*GOAL:*
Pull out every line of the listing below that contains the string "hind", and copy each one in full.

-- Begin DATASET ENTRIES --

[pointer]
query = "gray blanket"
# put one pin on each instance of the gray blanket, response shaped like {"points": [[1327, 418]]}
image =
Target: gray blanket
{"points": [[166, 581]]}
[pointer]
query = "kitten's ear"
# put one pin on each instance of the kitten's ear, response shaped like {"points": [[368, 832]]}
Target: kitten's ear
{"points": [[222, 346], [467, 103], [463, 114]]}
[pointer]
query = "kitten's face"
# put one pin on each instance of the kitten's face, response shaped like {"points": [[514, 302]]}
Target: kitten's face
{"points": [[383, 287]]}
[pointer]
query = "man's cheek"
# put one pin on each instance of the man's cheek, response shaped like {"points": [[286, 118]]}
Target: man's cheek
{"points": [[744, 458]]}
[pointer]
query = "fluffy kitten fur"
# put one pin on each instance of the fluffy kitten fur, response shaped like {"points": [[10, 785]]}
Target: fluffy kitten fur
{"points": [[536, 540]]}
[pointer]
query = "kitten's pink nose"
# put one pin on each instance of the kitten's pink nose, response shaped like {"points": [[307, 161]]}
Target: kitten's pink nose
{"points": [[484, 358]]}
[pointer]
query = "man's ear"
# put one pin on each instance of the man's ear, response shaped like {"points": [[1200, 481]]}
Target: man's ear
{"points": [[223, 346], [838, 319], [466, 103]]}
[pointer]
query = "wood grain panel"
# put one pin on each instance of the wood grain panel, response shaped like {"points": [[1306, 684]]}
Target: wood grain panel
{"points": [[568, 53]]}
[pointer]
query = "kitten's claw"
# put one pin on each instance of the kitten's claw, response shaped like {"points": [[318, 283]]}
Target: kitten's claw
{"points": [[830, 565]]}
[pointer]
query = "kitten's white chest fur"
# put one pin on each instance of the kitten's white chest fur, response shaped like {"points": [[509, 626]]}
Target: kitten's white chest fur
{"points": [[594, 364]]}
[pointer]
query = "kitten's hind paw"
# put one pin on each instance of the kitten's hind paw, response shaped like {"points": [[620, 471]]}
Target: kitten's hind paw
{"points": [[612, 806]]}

-- End DATASET ENTRIES --

*RESULT:*
query = "kitten's hind paw"
# put one pin on each instance of the kitten's hind paw, response shaped like {"points": [[620, 471]]}
Target: kitten's hind paw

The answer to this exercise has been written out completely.